+++ Material for this exercise +++

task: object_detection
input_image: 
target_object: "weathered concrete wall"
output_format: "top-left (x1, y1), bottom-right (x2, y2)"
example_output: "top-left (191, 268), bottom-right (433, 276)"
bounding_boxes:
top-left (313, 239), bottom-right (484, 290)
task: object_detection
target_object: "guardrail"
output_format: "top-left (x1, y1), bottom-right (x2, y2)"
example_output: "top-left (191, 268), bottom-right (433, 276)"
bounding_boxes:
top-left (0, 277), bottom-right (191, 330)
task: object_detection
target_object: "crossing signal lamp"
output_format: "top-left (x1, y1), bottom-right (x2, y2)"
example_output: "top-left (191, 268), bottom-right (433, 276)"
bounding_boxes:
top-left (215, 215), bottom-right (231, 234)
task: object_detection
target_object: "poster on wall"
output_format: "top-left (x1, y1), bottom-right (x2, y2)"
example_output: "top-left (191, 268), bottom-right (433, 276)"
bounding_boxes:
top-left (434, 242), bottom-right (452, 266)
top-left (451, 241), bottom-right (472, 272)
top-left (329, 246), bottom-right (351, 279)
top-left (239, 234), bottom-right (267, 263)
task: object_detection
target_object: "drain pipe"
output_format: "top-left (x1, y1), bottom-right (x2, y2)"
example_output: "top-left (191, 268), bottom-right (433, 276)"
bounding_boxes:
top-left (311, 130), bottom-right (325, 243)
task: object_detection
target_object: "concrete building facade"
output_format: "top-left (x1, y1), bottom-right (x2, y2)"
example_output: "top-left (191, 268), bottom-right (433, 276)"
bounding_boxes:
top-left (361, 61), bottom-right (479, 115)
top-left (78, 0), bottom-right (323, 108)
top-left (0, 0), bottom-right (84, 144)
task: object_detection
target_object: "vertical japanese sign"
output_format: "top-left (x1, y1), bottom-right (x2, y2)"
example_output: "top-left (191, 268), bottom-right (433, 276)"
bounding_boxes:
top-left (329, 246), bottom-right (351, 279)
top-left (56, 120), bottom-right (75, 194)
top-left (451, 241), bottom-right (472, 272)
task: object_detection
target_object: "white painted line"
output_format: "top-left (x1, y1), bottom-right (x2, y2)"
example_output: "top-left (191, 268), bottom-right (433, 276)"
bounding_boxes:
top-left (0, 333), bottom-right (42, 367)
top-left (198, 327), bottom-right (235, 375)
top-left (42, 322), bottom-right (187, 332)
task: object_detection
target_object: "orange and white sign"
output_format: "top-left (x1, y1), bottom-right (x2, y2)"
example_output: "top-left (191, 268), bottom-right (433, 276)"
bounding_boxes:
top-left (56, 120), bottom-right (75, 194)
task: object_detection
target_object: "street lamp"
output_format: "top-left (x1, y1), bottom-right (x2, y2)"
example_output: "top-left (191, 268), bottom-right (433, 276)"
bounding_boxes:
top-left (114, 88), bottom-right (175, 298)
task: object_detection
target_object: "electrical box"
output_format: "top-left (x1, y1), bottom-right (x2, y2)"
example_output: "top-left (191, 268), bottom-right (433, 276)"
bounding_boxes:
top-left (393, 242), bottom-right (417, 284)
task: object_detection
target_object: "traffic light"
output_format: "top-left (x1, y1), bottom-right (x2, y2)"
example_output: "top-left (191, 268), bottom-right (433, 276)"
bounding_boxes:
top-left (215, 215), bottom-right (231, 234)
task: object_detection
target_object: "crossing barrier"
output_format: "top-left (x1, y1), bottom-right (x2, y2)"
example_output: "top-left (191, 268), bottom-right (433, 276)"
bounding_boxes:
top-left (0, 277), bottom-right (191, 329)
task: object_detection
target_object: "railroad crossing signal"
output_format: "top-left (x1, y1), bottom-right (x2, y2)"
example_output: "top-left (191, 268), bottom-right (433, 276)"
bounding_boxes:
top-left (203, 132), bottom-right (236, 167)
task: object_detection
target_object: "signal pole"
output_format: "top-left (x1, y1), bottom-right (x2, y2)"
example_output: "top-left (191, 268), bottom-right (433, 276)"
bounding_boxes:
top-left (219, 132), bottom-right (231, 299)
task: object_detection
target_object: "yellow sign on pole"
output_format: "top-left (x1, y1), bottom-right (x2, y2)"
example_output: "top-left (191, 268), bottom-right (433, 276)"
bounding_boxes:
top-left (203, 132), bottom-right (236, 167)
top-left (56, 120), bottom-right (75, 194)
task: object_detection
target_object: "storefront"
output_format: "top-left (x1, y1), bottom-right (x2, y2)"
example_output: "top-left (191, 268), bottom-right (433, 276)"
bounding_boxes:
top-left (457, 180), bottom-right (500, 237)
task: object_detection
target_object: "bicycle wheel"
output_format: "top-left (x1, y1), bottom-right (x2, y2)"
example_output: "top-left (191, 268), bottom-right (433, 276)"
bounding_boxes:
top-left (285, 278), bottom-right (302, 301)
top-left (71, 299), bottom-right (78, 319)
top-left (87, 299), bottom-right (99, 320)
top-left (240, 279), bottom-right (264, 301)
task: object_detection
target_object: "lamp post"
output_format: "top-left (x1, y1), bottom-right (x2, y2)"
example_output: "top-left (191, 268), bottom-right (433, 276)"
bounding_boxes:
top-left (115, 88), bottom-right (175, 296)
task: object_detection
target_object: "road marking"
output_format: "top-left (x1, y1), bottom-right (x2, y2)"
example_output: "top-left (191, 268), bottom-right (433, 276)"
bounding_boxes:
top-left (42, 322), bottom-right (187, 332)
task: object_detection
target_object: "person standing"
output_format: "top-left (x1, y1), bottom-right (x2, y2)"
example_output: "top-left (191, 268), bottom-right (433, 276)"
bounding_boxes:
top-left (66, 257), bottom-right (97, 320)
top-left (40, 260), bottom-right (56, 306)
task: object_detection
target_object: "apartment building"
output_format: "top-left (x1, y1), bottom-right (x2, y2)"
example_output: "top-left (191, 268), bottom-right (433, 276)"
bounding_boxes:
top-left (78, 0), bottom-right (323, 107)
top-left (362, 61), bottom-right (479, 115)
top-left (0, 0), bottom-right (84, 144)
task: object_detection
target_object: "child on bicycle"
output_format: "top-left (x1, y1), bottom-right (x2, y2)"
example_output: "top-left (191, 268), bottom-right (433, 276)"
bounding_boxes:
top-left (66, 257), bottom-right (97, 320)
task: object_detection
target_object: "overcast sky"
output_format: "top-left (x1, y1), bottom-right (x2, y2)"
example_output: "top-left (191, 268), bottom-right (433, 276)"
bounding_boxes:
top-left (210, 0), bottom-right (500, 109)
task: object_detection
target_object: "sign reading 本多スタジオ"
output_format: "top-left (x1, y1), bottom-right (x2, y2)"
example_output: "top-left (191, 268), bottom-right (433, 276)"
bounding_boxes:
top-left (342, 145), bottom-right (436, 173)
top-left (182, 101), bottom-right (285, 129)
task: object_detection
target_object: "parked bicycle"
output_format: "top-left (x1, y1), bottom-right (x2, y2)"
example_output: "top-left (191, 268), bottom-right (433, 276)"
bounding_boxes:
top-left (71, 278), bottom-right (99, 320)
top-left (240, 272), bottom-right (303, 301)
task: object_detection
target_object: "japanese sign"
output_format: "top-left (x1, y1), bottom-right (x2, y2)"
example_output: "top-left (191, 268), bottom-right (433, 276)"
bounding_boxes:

+++

**Exercise directions:**
Render everything from the start of the material down to and including the line that contains "top-left (0, 277), bottom-right (191, 330)" as a numbered list, leaving out any blank lines.

**Written solution:**
1. task: object_detection
2. input_image: 
3. target_object: "weathered concrete wall"
4. output_format: "top-left (x1, y1), bottom-right (x2, y2)"
5. example_output: "top-left (191, 268), bottom-right (433, 276)"
6. bounding_boxes:
7. top-left (313, 239), bottom-right (484, 290)
8. task: object_detection
9. target_object: "guardrail"
10. output_format: "top-left (x1, y1), bottom-right (x2, y2)"
11. example_output: "top-left (191, 268), bottom-right (433, 276)"
12. bounding_boxes:
13. top-left (0, 277), bottom-right (191, 330)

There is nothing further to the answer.